What follows is a listing to be transcribed exactly.

◆ Position annotation records ◆
------------------------------

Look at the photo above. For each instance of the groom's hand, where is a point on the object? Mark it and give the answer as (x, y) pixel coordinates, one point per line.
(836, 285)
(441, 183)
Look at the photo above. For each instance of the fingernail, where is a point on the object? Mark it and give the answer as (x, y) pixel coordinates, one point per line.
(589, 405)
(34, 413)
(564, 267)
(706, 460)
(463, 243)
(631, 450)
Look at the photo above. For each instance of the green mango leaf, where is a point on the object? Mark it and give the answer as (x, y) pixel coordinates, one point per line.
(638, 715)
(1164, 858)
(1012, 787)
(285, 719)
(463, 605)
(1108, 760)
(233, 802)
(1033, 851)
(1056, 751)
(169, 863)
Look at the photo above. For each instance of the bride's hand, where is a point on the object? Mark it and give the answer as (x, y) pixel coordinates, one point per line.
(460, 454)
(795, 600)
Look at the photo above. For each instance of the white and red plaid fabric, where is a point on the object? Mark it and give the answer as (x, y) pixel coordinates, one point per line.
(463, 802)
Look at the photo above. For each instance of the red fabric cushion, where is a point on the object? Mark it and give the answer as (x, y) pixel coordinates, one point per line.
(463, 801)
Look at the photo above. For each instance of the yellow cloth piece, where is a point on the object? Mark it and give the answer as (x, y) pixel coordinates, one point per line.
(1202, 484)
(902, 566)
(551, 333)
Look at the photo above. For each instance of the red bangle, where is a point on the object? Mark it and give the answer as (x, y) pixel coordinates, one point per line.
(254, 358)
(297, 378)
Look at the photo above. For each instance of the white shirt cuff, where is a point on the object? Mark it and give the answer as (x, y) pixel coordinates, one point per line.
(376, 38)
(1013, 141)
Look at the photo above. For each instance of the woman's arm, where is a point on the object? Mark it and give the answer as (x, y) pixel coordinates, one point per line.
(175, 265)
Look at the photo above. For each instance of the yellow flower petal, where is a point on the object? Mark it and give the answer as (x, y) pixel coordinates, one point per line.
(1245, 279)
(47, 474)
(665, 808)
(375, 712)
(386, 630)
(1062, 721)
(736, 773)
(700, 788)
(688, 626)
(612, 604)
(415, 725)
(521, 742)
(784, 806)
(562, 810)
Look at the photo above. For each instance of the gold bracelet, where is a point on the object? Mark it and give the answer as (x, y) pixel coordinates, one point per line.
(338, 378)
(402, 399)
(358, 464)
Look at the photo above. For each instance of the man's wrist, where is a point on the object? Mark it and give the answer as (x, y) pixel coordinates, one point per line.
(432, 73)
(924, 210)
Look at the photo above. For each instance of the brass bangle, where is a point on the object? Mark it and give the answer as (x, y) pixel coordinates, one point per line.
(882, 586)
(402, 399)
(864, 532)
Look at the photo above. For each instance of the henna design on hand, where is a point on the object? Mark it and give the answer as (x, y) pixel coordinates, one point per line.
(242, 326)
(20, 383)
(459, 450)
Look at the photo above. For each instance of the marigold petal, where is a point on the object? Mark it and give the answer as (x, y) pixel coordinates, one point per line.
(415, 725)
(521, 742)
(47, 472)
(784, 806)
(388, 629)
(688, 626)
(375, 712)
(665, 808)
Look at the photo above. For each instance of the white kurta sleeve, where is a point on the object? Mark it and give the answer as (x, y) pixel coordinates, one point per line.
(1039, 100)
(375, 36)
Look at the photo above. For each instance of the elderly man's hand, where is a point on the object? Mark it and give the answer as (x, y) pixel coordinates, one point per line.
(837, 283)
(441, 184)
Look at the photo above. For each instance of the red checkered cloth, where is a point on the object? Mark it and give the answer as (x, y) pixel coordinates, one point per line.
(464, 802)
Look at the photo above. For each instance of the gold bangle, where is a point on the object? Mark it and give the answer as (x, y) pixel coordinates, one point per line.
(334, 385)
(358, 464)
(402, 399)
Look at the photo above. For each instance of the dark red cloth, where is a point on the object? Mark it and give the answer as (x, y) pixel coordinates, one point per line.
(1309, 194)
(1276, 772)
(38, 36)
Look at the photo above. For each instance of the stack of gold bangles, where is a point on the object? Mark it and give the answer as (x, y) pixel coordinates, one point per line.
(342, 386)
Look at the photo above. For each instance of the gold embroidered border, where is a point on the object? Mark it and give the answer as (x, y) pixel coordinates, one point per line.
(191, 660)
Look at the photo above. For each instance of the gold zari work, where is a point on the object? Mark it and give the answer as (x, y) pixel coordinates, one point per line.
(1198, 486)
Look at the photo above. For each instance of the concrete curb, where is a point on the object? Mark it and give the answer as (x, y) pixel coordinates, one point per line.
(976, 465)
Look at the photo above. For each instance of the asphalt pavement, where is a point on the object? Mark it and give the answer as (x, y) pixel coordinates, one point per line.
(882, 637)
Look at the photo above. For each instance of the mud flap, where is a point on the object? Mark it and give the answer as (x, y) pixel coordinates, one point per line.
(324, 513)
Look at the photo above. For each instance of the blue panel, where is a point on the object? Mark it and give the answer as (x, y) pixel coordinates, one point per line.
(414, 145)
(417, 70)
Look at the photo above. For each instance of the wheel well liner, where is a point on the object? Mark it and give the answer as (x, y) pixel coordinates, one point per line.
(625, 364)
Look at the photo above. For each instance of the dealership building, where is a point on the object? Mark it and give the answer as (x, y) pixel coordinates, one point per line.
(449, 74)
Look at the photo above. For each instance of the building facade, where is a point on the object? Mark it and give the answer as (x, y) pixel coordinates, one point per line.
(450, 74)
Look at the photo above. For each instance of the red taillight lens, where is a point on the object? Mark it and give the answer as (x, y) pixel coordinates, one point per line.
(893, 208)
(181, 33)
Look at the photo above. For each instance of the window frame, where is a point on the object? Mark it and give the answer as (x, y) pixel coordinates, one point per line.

------------------------------

◆ TASK OUTPUT ◆
Look at the photo above. For each instance of the groom's hand, where is a point on the object? Mark it and give the answer as (x, y) pixel coordinates, one point per line.
(836, 285)
(441, 183)
Look at the photo above. For each instance of the fingernail, where is a point on the object? Mark it and give the answer as (x, y) pixel coordinates, one point per line.
(589, 405)
(34, 413)
(564, 267)
(706, 460)
(463, 243)
(631, 450)
Look at the photo above. For each instance of the green mango leaf, where is a point on the object? Mark it and give the answer as (x, y) pixel coordinates, one point per line.
(638, 715)
(1164, 858)
(1012, 787)
(285, 719)
(463, 605)
(1108, 760)
(233, 802)
(1033, 851)
(1056, 751)
(169, 863)
Look at the photo above. For each instance of the bride's hand, where is a point on the object? Mark it and give the answer as (x, y) pixel coordinates, one point per line.
(460, 454)
(795, 600)
Look at the photo above. For each instance of the white and red plaid fabric, where is a point on the object? Mark it and give the answer as (x, y) pixel coordinates, one point per line.
(463, 802)
Look at the photo above. For each instance of the red fabric cushion, where is a point on the object? Mark it and give the answer as (x, y) pixel coordinates, one point per line.
(463, 801)
Look at the photo above. For each instance of the yellow cloth piece, where is a point on the object? Mark it and give the answer as (x, y) pixel coordinates, one point per line.
(1202, 484)
(902, 566)
(551, 333)
Look at the photo above. For each instance of the red bangle, where is a point on the object? Mark it and give the answer as (x, y) pixel coordinates, one point per line.
(254, 358)
(297, 378)
Look at the photo above. For each instance of the white shirt cuff, where is a point on the object? Mark it and give the answer as (x, y) pixel coordinates, one point per line.
(376, 38)
(1013, 141)
Look at the photo above. For each instance of the woman's arm, where is a point on the object? Mark it and give the answer as (x, y) pixel coordinates, one point per line.
(175, 265)
Look at the photo above. For each instance of the yellow flower petal, where is a point on the object? Mark it and give the answer as (x, y) pixel coordinates, one point per line.
(1245, 279)
(47, 474)
(665, 808)
(375, 712)
(386, 630)
(1062, 721)
(736, 773)
(700, 788)
(688, 626)
(612, 604)
(415, 725)
(521, 742)
(784, 806)
(562, 810)
Look at the photo above. For each instance of the gold bracelet, where is a point on the object? Mark it and give the answer as (x, y) pixel coordinates, one point per line.
(338, 378)
(402, 399)
(358, 464)
Look at the photo above. For each instance of the man's wrist, where is a point on the object? Mark it and give the answer as (x, y) pixel coordinates, one point per line.
(432, 73)
(924, 210)
Look at the photo above. For each instance of the brass bangle, where is a point on the object? Mark it and give the answer as (x, y) pixel coordinates, one point per line.
(882, 586)
(402, 399)
(864, 532)
Look at the photo above. For each instance of the henna design on hand, where is a point on the object? Mark it and give the answer as (x, y) pixel coordinates, one point per line.
(242, 326)
(20, 383)
(459, 450)
Look at the photo above. For each instance of the marigold petal, where is a point on the object? Mark it and give the answer as (x, y) pixel coordinates, one point per line.
(415, 725)
(521, 742)
(47, 472)
(784, 806)
(388, 629)
(688, 626)
(375, 712)
(665, 808)
Look at the photo above. For each instance of the white kurta sleeve, where is a point on the object? Mark it and give the answer as (x, y) pixel coordinates, one point per line.
(1039, 100)
(375, 36)
Look at the photo above. For each instance of the elderly man's hand, where is a point on the object? Mark it and give the answer as (x, y) pixel coordinates, one point per line.
(837, 283)
(441, 184)
Look at the photo above. For each instance of the red checkered cloth, where is a point on the object? Mark it and give the answer as (x, y) pixel coordinates, one point per line.
(464, 802)
Look at the photo above. For each instance of the gold bangle, where is a point on the object? Mark it and give the answer as (x, y) pixel coordinates, one point per line.
(334, 385)
(358, 464)
(402, 399)
Look at the photo above. For each instance of the dark red cloth, where is a point on the object? Mark it and give the answer as (x, y) pixel coordinates, one point per line.
(1309, 194)
(1276, 772)
(38, 36)
Look at the photo above. For each instance of the stack of gold bangles, where is a point on the object? Mark it and give the answer as (x, y) pixel coordinates, one point per line.
(342, 386)
Look at the photo above. For each instance of the gold embroidered border, where is a point on the object? Mark it and give the answer as (x, y) pixel coordinates, one point per line.
(191, 660)
Look at the photo above. For each instance of the gold zari work, where is a point on the object? Mark it and give the answer as (x, y) pixel coordinates, one point per line.
(1198, 486)
Look at the photo above. For each instance of the concrete curb, where is a point on the object? Mark it and give the answer as (x, y) pixel coordinates, one point per line.
(976, 465)
Look at the photo above. For each instance of the asphalt pavement, where is a point on the object? Mark it and give the answer as (x, y) pixel coordinates, one point per line.
(882, 637)
Look at the photo above. For each instance of the mud flap, where is a point on the object? Mark it and give the answer as (x, y) pixel coordinates, one point per line.
(324, 513)
Look at the photo above. For each instance of the blue panel, where is a point on the object? Mark it and give the answer as (x, y) pixel coordinates, one point per line.
(414, 145)
(417, 70)
Look at the photo above. For each instance of the wheel well liner, where is a point on the object? Mark it and give the answer as (x, y) pixel coordinates, one point per line.
(625, 364)
Look at the photo above. For each instance of the dealership building, where is a point on the object? Mark it and give the answer as (x, y) pixel coordinates, one point per line.
(449, 74)
Look at the photo above. For each instance of the building facade, where is a point on the object? Mark it and give the answer as (x, y) pixel coordinates, one point per line.
(450, 74)
Look at the photo above. For each instance of the red taillight lens, where is a point on the object? Mark it and give the answer as (x, y) pixel coordinates, one point per line.
(893, 208)
(181, 33)
Look at the photo above. For each instance of the window frame, where is a point on the object? Mark it and give the answer as (x, y) pixel coordinates, one point per line.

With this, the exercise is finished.